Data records

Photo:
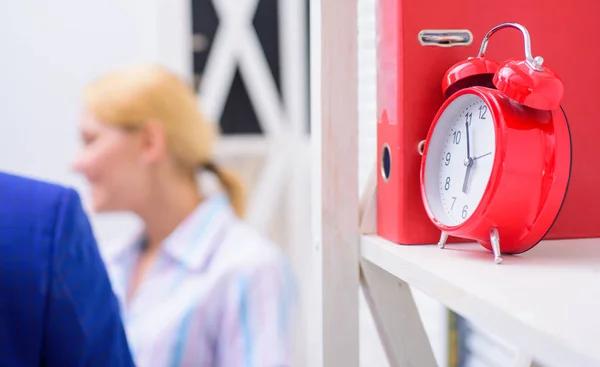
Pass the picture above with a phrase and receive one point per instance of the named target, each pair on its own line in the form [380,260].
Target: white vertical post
[174,37]
[334,333]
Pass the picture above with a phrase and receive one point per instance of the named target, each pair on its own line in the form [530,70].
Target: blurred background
[249,63]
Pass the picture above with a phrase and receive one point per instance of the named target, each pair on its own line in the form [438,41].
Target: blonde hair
[131,97]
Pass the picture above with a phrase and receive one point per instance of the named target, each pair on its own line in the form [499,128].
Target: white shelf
[545,302]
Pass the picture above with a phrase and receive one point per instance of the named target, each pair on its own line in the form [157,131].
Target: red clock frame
[529,178]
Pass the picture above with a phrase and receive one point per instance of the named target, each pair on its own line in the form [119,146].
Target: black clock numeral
[456,137]
[482,111]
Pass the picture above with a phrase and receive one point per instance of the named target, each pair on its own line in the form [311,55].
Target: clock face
[459,160]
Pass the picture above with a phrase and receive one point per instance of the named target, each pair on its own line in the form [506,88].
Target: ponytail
[232,185]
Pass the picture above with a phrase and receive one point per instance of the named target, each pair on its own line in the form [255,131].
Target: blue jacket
[57,307]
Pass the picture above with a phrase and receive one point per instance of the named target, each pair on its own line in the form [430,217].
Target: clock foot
[443,239]
[495,240]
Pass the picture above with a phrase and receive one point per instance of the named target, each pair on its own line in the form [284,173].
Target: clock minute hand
[468,160]
[468,139]
[483,155]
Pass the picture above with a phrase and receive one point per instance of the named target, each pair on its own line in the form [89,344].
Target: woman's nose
[78,164]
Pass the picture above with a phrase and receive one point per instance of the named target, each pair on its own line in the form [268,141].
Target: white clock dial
[460,159]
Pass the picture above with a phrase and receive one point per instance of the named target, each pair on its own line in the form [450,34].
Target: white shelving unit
[546,302]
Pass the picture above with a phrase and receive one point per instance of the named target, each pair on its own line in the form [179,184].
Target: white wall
[433,313]
[49,50]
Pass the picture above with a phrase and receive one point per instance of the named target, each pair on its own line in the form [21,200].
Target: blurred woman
[197,286]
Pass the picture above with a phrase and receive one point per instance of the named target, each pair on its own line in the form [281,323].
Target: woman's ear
[154,141]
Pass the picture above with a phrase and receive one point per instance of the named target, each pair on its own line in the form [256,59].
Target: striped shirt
[219,294]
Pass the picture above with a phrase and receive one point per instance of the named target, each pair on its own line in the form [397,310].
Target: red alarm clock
[497,159]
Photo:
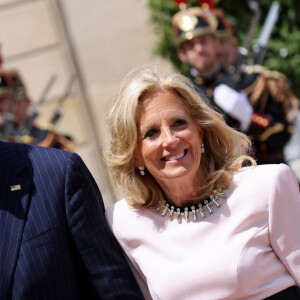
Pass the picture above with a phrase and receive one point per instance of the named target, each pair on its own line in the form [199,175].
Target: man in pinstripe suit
[54,240]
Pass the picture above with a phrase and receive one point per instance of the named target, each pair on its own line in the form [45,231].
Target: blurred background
[95,41]
[88,46]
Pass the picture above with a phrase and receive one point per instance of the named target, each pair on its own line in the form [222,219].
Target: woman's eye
[151,133]
[180,123]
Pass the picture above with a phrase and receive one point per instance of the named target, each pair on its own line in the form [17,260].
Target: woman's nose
[169,137]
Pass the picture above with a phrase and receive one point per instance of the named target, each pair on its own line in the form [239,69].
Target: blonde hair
[225,148]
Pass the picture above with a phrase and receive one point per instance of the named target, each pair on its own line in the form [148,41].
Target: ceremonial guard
[6,92]
[20,126]
[197,45]
[274,104]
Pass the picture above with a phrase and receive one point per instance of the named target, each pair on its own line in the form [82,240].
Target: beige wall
[99,41]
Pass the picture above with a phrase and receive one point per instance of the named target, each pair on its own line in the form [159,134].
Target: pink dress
[249,248]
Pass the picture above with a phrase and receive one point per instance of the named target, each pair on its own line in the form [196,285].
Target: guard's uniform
[275,108]
[29,132]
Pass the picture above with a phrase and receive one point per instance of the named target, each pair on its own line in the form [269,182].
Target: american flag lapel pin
[15,187]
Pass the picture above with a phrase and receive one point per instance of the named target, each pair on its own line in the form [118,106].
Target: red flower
[178,2]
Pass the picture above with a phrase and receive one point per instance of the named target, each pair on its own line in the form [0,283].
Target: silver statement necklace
[167,209]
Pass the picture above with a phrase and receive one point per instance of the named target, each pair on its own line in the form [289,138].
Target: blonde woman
[198,219]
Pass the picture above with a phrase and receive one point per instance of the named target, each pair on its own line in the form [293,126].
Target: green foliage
[283,47]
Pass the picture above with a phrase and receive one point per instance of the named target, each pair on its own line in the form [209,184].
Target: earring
[142,172]
[202,148]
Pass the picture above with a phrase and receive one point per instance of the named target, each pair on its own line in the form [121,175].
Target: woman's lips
[175,157]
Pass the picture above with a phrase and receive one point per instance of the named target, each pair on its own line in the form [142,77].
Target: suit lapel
[14,194]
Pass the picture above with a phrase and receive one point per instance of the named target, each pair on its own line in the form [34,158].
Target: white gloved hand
[235,104]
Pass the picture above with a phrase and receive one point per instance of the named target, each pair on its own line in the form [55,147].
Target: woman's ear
[137,159]
[182,56]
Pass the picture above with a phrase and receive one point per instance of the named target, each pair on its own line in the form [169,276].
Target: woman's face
[169,139]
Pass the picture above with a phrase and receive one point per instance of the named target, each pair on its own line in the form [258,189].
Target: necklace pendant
[194,213]
[171,213]
[207,205]
[178,215]
[186,214]
[201,211]
[165,209]
[215,202]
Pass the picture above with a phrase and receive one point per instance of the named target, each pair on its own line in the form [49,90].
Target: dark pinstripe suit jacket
[54,240]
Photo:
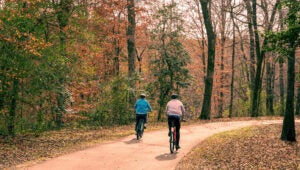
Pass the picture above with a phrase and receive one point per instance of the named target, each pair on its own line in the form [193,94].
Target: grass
[28,149]
[256,147]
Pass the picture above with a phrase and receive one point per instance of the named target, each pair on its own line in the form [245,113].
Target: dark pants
[138,117]
[176,120]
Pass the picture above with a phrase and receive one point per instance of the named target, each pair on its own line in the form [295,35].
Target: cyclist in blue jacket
[142,107]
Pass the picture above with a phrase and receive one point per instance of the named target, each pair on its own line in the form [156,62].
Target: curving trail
[152,152]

• EXERCISE:
Will you retype the data word for word, beginning at the line that contains "the form [49,90]." and stopping at the end of the data, with the pictures left out?

• WRITTEN RESPONSE:
Pass the picture above with a phrase and receive one point per instance of the named target, each pair on its own line in the form [49,90].
Target: dark pinstripe suit jacket
[54,240]
Photo:
Pass the picture above with a phrase and receive one point per instance of the named target, each pair on its own line in the form [193,94].
Target: grass
[28,149]
[256,147]
Pass the picture above with a phrase and receive one point per instance of the named target, each pair on its own line in the form [245,113].
Target: dark pants
[138,117]
[176,120]
Pass the picture above with a phrase and receive one point per instance of the named target, each pair on its own line in the form [295,35].
Target: cyclist in blue jacket
[142,107]
Pass the picture above with a phrase and receive one point per instance of the named target, each pair on its own line in the form [156,62].
Target: curving trail
[152,152]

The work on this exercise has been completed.